* **Objective**: Rescale the lines below, from the one containing "TARGET = long brown hair" through the last line, both included. Repeat only those lines, requests too, with every answer coordinate multiplied by 1.4 and rounded to a whole number, halves rounding up.

§ §

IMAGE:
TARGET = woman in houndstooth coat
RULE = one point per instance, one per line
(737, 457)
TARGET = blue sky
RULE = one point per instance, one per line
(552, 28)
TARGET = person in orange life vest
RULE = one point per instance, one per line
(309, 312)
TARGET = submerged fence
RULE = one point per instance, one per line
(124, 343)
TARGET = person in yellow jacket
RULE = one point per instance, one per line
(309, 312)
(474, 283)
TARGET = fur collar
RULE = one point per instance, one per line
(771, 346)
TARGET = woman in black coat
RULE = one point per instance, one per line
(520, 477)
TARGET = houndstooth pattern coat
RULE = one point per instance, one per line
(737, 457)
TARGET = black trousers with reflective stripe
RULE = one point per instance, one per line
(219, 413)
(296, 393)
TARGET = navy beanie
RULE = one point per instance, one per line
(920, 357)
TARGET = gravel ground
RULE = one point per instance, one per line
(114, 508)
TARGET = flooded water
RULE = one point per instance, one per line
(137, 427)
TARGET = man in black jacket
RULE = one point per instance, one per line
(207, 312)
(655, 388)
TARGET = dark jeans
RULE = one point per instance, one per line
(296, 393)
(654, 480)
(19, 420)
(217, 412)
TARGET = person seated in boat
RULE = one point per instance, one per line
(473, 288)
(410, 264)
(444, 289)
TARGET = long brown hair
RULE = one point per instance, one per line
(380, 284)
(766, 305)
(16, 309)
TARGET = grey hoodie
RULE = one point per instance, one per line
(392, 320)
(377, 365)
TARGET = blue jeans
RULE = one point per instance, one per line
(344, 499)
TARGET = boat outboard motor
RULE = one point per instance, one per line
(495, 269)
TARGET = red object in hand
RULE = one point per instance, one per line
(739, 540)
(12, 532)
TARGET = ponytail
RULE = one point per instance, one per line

§ §

* **Full solution**:
TARGET = long brown hair
RULE = one point per instance, one per line
(532, 398)
(1072, 427)
(22, 433)
TARGET = grey hoodie
RULE = one point per instance, one per line
(549, 448)
(528, 511)
TARGET = blue jeans
RULE = one point per instance, one per line
(482, 699)
TARGET = boat outboard motor
RULE = one point per instance, one per line
(693, 377)
TARGET = red object in hand
RULE = one point per instance, one per line
(1035, 756)
(17, 745)
TARGET = ponytail
RULE = one point per instance, one per line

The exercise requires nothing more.